* [Task requirements]
1. Find every line in the records that contains the word "grass" and copy each one out.
2. Keep writing the news report on Fitch's ratings for the Chester Asset notes, picking up after its last sentence.

* [Source text]
CHESTER ASSET: Fitch Cuts Ratings on Class C Notes to 'BB'
----------------------------------------------------------
Fitch Ratings has taken various rating actions on the UK credit
card receivables backed notes issued under the Chester Asset
Receivables Dealings II master trusts.  The transaction is a
securitization of UK credit card receivables originated by MBNA
Europe Bank Limited.

Fitch has downgraded the class C notes to 'BB' from 'BBB-' and
maintained the Negative Outlook.  The class B notes have been
affirmed at 'A+' and the Outlook has been changed to Negative from
Stable.  The class A notes have been affirmed at 'AAA' with a
Stable Outlook.

Fitch's latest rating action is driven primarily by further
deterioration in the delinquency and charge-off performance in
recent months.  Since the previous rating action in December 2008,
60 to 180 day delinquencies have continued to increase, having
reached a new historical high in each of the last nine months,
rising to 7.2% in May 2009 from 5.1% in October 2008.  Charge-offs
have also increased sharply, to 11.7% in May 2009, from 6.9% in
October 2008.  As a result, the ability of the notes to withstand
additional deterioration has therefore been reduced; particularly
with respect to the class C notes.

* [Extracted data]
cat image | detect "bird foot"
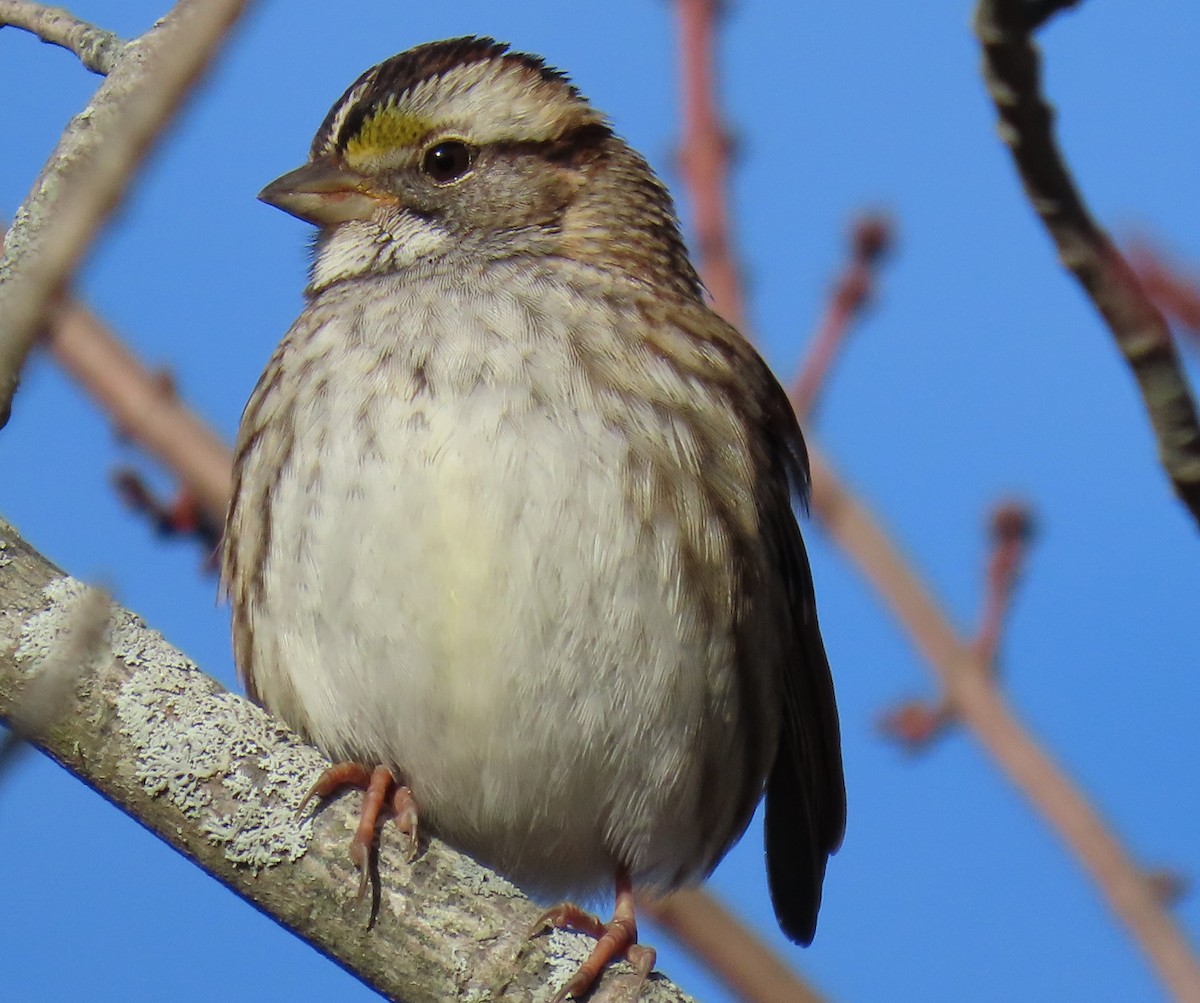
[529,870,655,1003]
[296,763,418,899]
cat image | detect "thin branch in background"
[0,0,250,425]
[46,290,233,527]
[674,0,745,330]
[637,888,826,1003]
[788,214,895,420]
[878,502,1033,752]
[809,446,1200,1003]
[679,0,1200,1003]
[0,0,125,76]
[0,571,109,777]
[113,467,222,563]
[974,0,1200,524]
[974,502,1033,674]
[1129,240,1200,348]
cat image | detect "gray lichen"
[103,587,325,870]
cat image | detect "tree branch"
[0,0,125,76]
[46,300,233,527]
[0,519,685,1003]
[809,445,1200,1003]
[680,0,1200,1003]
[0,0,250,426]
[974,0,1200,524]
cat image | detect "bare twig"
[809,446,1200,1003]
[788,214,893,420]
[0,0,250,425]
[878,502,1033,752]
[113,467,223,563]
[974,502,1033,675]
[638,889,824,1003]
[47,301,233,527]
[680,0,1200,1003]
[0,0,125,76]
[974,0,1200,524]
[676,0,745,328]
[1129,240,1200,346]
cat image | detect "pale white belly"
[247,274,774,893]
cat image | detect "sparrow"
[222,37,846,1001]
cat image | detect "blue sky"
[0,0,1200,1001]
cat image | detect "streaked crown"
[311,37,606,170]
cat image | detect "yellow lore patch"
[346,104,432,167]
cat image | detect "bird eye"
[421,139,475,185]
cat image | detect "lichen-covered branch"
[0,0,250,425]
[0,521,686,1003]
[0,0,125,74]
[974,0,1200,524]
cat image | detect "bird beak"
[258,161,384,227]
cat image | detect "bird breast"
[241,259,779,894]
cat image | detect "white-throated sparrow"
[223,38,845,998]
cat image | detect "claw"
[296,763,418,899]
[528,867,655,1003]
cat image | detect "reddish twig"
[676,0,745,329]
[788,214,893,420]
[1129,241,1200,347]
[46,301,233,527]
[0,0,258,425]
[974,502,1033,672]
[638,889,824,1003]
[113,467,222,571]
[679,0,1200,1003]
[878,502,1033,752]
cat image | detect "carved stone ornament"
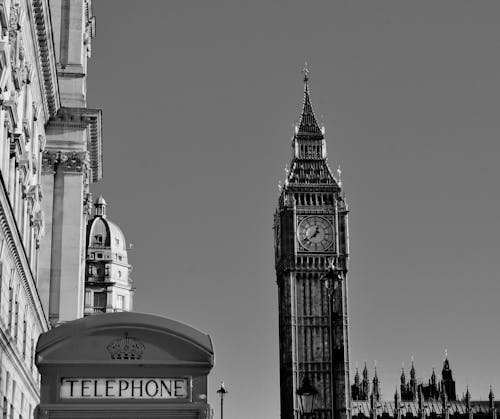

---

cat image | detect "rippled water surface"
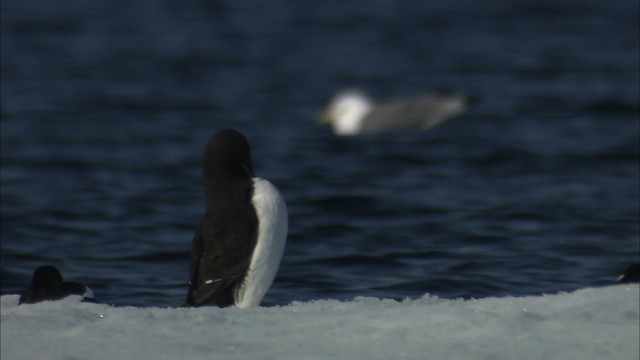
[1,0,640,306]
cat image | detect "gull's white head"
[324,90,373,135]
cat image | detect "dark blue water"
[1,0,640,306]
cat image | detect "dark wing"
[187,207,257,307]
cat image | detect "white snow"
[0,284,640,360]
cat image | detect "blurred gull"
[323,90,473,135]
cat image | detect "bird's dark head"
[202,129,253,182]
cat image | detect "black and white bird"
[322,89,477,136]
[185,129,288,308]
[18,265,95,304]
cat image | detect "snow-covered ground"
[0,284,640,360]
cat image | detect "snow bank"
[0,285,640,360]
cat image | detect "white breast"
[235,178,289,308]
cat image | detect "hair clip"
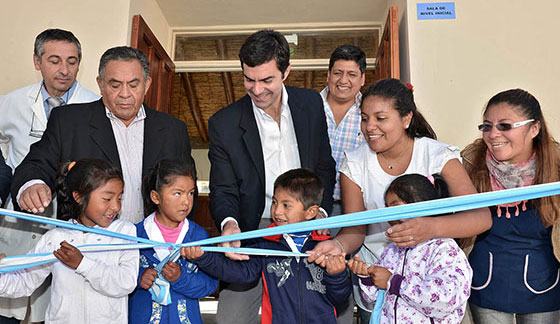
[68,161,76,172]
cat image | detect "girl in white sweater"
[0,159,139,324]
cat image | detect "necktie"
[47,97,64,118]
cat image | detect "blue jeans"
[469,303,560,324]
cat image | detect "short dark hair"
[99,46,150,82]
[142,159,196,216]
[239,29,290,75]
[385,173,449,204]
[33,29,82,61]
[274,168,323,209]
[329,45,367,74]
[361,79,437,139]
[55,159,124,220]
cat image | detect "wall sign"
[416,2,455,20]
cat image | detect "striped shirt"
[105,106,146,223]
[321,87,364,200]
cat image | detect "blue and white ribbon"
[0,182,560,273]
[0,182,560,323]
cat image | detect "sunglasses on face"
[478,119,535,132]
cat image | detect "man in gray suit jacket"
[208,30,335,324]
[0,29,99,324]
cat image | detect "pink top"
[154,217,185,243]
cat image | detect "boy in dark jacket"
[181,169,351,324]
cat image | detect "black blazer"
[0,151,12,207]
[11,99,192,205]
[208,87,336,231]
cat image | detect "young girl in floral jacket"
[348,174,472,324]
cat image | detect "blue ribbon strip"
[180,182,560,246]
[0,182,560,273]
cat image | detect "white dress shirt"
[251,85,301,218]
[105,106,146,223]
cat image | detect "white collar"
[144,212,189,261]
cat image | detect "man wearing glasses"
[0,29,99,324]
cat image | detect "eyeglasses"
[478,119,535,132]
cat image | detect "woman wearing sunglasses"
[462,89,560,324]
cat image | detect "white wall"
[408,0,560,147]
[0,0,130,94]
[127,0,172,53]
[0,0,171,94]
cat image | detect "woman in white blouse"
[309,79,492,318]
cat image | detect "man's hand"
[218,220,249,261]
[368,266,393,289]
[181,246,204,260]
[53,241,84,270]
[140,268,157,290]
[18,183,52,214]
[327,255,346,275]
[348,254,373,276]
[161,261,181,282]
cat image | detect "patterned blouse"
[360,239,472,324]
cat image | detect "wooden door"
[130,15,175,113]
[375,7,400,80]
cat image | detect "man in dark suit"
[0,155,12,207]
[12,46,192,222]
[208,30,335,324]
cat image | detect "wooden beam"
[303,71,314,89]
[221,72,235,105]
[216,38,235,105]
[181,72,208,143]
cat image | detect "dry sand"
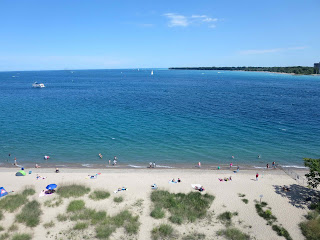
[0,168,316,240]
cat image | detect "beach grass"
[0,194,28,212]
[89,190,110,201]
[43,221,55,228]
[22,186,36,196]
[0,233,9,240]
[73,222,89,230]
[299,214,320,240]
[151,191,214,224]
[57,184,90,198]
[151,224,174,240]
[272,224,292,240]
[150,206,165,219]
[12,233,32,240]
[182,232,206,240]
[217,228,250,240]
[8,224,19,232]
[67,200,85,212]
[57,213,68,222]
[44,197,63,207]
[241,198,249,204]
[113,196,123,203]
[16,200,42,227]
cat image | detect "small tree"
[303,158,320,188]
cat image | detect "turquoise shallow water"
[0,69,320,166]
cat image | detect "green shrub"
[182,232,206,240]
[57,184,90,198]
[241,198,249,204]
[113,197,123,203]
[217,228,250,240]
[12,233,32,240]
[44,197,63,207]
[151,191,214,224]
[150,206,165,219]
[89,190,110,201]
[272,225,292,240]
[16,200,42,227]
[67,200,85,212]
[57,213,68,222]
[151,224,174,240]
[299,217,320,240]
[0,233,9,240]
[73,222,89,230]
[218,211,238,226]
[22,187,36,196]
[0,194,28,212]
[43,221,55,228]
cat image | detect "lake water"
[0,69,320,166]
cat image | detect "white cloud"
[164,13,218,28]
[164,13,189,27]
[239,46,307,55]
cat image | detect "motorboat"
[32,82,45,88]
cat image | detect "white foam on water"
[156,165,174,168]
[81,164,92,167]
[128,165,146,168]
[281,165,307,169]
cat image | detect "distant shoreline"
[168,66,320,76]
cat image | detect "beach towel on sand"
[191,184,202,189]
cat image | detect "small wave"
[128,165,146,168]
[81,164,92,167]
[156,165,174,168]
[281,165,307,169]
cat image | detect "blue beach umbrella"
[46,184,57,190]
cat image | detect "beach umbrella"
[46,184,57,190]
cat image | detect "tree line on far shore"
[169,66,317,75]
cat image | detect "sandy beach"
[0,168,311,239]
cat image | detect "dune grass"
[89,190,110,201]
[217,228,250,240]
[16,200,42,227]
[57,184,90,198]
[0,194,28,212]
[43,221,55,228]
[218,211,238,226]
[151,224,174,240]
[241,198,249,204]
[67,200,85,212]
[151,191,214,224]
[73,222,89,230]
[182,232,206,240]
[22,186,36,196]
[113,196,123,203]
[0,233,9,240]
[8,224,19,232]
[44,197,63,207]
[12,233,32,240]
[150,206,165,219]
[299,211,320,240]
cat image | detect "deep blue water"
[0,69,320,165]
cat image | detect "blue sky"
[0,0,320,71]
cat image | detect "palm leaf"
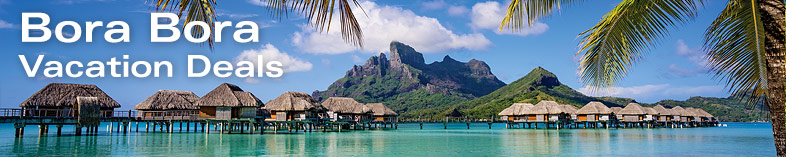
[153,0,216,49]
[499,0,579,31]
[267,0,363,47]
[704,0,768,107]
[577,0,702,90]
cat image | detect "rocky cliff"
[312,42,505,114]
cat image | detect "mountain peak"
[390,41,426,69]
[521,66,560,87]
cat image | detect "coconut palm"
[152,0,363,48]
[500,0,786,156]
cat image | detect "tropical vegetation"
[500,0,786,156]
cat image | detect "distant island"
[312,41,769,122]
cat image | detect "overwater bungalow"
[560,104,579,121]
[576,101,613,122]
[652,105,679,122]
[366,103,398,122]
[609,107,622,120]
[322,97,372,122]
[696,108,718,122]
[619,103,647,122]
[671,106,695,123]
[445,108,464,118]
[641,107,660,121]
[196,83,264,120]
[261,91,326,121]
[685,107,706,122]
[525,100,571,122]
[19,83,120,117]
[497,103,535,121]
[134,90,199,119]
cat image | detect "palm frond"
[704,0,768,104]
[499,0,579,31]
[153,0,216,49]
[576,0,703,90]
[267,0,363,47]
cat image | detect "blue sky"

* [Expected results]
1.
cat image | detect "beach grass"
cat image | detect "dune grass"

2.
The monthly payment rate reported a smaller decline, falling to
13.1% in May 2009, from 13.7% in October 2008.  Yield and excess
spread have remained broadly stable, with low Libor levels having
helped to offset the impact of increased charge-offs.

Fitch also remains concerned with the debt management program
operated by MBNA for the purpose of trust reporting, which the
agency expects will have a further incremental impact on charge-
offs for the trust going forward.  MBNA will continue to apply a
debt management scheme for accounts that agree to pay amounts
below the original contractual minimum.

As highlighted previously, credit enhancement for the class C
notes is provided by an excess spread trapping account which
accumulates excess spread as it falls below pre-determined
trapping triggers.  Fitch continues to view these mechanisms
susceptible to rapid falls in excess spread, which the agency
views as more likely at present.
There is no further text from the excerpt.